# Start of DOCUMENT
Need a refresher on SEO basics? Check out our article on how to get started with content optimization.
SEO includes both on- and off-page tactics that can influence site indexing and ranking. We’ve put together this list of 14 ways to build on the basics for more advanced content optimization:
It’s best practice to update your old content regularly to make sure it’s always providing factual, valuable, and accurate information. But if you have a lot of content in your archives, it can be a headache to find which content to start with. For large archives, it’s best to dive into the analytics and mine your content for these metrics:
In most cases, you’ll want to start with content that has the highest number of page views, clicks, and conversions. Low bounce rates and more time spent on the page are great to have, but these don’t need to be high-performance to start your optimizations. As you get into these metrics, you’ll have the information you need to analyze performance data.
Look at the performance of the content you’re planning to optimize. If you’re using Google Search Console, the performance data shows the search queries and metrics for any URL on the web. These performance details tell you more about ranking potential and audience reach than page metrics. To find this report, navigate to Performance > Search Results > Pages in Google Search Console to view data for all your URLs.
Filtering by position lets you see which pages rank highest or lowest for any keyword query. Semrush calls these striking distance keywords, or keywords that rank between positions five and 15 in SERPs. These keywords don’t rank at the top of page one, but they’re close enough that the content is within “striking distance” of the top spots. If you can optimize SEO writing to target these striking distance keywords, there’s more potential to improve rankings and increase organic traffic.
Search intent is the reason behind someone’s online search. Internet users have multiple reasons for querying a specific keyword or phrase, and marketers use this intent when creating content for their audiences. User intent can give you valuable insight into why visitors enter or leave a website. And if brand content only covers broad topics with informative angles, you’re probably missing a whole world of search intent that your team could be covering.
So review the current marketing funnel, and identify areas where intent would drive target audiences to your content. The search intent and stage of the marketing funnel directly influence the content type, format, and angle of every piece you create. As you optimize older content, check for the intent behind the topic. Create a plan for updating your content based on informational, navigational, transactional, and commercial search intents.
Related: How To Target Search Intent in the Marketing Funnel
Since you’re an SEO pro, your content likely already has a pillar page and topic cluster structure. But have you built out your clusters into subclusters yet? Subclusters provide even more potential keywords under the same topic. The more content you have, the more links you can create. This strategy shows your audience and search engines that your brand is an expert on the topic. You answer all the right questions and provide a wealth of information on any subtopic they want.
# End of DOCUMENT
# Start of DATA
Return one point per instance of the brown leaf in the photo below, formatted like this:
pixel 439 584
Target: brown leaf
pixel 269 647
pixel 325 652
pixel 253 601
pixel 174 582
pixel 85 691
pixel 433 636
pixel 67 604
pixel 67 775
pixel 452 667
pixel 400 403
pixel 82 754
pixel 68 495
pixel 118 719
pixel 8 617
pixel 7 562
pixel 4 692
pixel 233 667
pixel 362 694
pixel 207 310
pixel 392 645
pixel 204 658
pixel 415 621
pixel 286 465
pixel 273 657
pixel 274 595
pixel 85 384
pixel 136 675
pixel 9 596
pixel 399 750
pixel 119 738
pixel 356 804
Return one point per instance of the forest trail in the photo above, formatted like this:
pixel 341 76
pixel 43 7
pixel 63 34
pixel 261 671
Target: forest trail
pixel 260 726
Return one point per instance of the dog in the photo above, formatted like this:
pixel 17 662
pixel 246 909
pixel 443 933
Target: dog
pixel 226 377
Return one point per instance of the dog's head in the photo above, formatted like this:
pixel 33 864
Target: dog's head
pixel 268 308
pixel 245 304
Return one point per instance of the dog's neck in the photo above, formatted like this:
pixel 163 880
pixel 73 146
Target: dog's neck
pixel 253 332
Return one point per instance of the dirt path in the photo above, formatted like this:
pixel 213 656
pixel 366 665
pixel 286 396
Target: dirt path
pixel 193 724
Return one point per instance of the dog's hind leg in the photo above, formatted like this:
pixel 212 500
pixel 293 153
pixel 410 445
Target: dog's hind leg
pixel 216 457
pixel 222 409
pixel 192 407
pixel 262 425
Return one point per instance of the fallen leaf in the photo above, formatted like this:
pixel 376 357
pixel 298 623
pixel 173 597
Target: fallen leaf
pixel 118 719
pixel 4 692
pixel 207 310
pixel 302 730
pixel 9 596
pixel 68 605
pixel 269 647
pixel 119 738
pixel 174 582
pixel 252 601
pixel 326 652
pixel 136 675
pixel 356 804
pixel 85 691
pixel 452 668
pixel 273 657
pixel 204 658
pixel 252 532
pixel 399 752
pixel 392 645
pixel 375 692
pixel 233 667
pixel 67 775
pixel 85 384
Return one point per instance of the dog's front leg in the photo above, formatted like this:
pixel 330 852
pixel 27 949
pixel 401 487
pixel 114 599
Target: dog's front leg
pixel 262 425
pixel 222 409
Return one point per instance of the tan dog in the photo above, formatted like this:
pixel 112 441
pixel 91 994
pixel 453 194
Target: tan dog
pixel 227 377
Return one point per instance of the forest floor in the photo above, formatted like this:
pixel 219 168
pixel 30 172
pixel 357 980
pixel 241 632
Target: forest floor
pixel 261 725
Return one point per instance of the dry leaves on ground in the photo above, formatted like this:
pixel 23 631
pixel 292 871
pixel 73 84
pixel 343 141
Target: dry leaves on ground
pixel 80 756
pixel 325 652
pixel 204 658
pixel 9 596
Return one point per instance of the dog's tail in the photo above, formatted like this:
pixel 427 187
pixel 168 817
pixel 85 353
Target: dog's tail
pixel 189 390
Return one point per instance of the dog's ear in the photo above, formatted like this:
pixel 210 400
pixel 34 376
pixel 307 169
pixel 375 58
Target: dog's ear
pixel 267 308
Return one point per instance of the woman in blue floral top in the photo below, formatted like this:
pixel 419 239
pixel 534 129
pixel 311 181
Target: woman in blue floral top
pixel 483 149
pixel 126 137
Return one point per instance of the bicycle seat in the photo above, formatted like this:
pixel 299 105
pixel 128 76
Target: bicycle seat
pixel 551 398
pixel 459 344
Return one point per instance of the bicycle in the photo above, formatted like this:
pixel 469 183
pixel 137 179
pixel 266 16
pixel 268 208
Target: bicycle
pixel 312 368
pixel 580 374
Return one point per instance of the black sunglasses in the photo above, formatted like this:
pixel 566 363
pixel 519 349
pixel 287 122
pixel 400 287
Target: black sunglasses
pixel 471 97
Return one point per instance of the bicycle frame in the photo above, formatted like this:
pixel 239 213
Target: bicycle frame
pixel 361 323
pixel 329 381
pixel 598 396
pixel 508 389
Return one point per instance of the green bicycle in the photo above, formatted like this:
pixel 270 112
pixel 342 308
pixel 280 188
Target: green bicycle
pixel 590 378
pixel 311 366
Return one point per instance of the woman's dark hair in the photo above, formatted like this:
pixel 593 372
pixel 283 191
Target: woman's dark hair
# End of DATA
SET PROBLEM 1 » Could you repeat, word for word, the stretch of the records from the line that contains "Return one point per instance of the dog's tail" through the line that contains "pixel 311 366", with both of those lines included?
SET PROBLEM 2 » How would the article on advanced SEO content optimization go on after its last sentence?

TASK OUTPUT 1 »
Return one point per instance of the dog's tail in the photo above, formatted like this:
pixel 427 187
pixel 168 817
pixel 85 353
Target: dog's tail
pixel 189 390
Return one point per instance of the dog's ear in the photo above, formatted like this:
pixel 210 400
pixel 34 376
pixel 307 169
pixel 375 58
Target: dog's ear
pixel 267 308
Return one point per instance of the woman in blue floral top in the photo below, formatted like this:
pixel 419 239
pixel 534 129
pixel 311 181
Target: woman in blue floral top
pixel 483 149
pixel 126 137
Return one point per instance of the bicycle seat in the photo above, formatted like this:
pixel 299 105
pixel 128 76
Target: bicycle seat
pixel 551 398
pixel 459 344
Return one point per instance of the bicycle in the photo above, formatted like this:
pixel 469 183
pixel 137 179
pixel 266 16
pixel 268 208
Target: bicycle
pixel 312 368
pixel 580 374
Return one point per instance of the black sunglasses in the photo above, formatted like this:
pixel 566 363
pixel 519 349
pixel 287 122
pixel 400 287
Target: black sunglasses
pixel 471 97
Return one point per instance of the bicycle frame in the photo above, formatted like this:
pixel 239 213
Target: bicycle frame
pixel 361 323
pixel 329 381
pixel 598 396
pixel 508 389
Return one point per instance of the green bicycle in the photo above, formatted like this:
pixel 270 112
pixel 342 308
pixel 280 188
Target: green bicycle
pixel 590 378
pixel 311 366

TASK OUTPUT 2 »
For example, let’s say your brand has a pillar post on SEO. Then you have clusters attached to that, including subtopics like on-page SEO, technical SEO, and local SEO. This is where many brands stop and move on to the next topic. But these subtopics barely scratch the surface of all the information you could include on SEO. Each cluster also has tools and best practices associated with it. Or you could include lists of traps to avoid and tips to edge out the competition.
This type of topic coverage puts your brand on the path to being a thought leader in your industry. It also helps influence your content creation strategies. Rather than just developing new pieces on random topics with irrelevant keywords, turn to your clusters. Expand on them and research all possible subtopics to build on the work you’ve already done.
Related: How To Create Topic Clusters To Boost SEO
If you have content on your website that doesn’t serve a purpose, it needs to go. Every piece you create, share, and promote should have a place in your strategy. Whether it’s an article or a video, each one helps you reach your larger marketing, sales, and company goals.
One way to find this underperforming content is to run an audit. There are many different ways to do this, depending on what SEO programs and tools you use. But no matter what method works for your team, here’s what the audit should tell you:
It’s not uncommon to find that a lot of poorly performing content improves with consolidation into a single article or page. Pieces ranking for the same keywords and the same search intent, or that cannibalize your other content, can merge to create longer articles around one cluster or subcluster. Making these changes helps you ditch underperforming content and address issues like fluctuating SERP rankings that hurt SEO.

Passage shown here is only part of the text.